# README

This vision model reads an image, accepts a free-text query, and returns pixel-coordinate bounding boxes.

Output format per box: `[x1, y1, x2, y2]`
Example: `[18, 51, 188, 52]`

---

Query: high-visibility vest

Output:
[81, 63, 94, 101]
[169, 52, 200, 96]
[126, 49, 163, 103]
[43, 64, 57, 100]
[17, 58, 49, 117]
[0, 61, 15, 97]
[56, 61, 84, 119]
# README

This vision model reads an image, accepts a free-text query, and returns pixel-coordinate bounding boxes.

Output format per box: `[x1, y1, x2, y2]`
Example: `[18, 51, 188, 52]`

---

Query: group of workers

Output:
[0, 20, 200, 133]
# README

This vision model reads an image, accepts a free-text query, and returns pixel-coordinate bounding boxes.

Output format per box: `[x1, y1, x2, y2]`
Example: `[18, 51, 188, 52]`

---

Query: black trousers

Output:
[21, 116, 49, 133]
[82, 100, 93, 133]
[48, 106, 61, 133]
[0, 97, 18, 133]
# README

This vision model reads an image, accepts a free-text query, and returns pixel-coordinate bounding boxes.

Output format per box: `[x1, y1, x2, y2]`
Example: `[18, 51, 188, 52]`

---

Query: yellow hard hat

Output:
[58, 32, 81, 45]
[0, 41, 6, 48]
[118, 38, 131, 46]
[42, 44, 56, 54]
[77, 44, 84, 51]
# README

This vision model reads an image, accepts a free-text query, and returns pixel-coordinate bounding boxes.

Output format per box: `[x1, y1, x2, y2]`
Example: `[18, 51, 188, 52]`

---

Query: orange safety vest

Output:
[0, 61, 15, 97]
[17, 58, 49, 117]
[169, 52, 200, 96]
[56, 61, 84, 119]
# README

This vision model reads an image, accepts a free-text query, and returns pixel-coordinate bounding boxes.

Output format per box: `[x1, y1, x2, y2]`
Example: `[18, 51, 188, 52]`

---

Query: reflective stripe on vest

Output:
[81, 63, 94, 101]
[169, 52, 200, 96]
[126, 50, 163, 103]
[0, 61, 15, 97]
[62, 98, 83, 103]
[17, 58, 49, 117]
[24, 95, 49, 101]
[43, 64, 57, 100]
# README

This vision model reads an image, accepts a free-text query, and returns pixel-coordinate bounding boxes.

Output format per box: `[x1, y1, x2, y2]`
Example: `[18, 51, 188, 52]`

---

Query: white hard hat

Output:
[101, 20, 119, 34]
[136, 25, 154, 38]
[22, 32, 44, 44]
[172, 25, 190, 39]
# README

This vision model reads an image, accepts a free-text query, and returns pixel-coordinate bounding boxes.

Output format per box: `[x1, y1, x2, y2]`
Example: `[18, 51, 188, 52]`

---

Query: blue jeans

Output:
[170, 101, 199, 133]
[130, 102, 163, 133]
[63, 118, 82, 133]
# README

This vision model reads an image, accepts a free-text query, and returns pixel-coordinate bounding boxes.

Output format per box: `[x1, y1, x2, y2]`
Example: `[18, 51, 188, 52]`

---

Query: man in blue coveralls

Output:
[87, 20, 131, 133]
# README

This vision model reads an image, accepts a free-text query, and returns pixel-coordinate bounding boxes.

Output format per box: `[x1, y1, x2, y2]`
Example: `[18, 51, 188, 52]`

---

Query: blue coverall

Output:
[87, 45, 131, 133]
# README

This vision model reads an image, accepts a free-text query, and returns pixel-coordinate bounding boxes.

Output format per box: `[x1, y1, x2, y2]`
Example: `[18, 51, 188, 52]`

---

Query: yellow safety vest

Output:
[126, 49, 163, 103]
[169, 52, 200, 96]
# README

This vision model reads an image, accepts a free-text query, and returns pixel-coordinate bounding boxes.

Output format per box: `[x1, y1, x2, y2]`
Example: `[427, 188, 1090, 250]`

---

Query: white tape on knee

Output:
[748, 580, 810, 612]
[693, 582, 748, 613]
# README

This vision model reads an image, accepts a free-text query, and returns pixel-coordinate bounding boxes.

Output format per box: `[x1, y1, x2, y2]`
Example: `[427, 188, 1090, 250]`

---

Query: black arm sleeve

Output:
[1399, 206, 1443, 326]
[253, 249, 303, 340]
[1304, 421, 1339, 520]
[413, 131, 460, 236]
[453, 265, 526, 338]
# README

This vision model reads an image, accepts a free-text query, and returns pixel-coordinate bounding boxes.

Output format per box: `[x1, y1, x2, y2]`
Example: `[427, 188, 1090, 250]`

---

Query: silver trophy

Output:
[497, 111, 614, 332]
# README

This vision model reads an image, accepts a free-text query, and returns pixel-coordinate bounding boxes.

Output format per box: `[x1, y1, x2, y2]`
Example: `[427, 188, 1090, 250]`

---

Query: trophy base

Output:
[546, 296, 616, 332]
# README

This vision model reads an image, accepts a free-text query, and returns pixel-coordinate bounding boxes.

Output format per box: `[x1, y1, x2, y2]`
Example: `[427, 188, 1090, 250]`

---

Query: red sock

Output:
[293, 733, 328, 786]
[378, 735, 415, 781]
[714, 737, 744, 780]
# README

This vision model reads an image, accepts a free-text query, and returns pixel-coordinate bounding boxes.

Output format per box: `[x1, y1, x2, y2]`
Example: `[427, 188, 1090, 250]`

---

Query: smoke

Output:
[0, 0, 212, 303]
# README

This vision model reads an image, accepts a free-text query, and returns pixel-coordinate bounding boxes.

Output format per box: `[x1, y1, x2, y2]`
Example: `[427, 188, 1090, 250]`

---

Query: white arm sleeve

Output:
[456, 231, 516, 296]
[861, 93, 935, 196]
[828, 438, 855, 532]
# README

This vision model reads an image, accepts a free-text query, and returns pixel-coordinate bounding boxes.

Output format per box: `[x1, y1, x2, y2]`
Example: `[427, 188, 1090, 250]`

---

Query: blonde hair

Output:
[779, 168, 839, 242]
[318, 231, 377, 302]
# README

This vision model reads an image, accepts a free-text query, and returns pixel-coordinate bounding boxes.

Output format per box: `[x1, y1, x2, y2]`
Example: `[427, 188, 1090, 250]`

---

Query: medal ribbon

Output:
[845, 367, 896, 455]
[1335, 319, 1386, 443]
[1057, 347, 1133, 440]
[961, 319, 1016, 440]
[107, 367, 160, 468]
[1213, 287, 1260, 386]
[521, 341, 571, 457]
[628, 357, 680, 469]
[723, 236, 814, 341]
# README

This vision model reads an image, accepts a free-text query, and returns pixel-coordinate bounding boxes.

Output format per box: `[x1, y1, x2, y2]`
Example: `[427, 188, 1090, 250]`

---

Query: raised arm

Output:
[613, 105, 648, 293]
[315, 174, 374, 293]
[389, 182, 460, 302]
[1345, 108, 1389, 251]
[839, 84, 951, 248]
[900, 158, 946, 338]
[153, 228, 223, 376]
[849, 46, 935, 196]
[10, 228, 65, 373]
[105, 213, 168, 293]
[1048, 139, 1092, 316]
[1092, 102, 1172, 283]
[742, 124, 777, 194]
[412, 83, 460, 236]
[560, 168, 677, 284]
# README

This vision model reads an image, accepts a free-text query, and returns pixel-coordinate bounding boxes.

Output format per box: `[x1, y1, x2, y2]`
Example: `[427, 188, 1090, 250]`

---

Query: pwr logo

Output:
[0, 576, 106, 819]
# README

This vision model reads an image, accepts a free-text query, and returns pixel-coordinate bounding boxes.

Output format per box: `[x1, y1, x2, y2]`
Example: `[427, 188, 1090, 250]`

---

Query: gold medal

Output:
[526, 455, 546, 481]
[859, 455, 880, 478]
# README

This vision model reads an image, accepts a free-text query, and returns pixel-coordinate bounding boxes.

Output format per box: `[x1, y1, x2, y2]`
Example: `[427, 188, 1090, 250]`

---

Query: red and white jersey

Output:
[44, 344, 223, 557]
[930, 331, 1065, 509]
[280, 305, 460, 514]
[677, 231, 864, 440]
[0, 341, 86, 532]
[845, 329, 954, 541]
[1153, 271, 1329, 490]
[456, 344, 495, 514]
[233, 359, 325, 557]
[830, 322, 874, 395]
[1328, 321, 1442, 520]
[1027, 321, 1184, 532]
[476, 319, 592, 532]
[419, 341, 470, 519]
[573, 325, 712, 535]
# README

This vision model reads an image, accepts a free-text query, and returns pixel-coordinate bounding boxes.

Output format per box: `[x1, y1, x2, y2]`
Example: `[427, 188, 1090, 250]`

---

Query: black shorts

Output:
======
■ Required work: Reproduce everything from the start of the data down to and including the line that contains "[0, 20, 200, 133]", renaming "vision model" to "detection model" and leaving all else unchanged.

■ Task response:
# README

This detection model reads an image, accepts a free-text query, and returns pixel-coordinate bounding boxes.

Output format per box: `[x1, y1, x2, y2]`
Example: `[18, 51, 188, 52]`

---

Query: high-visibility vest

Output:
[81, 63, 94, 101]
[169, 52, 200, 96]
[126, 49, 163, 103]
[43, 64, 57, 100]
[17, 58, 49, 117]
[0, 61, 15, 97]
[56, 61, 84, 119]
# README

This detection model reads an image, accepts a free-text query, and returns pixel-coordinate bounding boxes.

Output format per box: `[x1, y1, x2, y2]`
Example: `[18, 51, 188, 52]`

---

Query: group of workers

Output:
[0, 20, 200, 133]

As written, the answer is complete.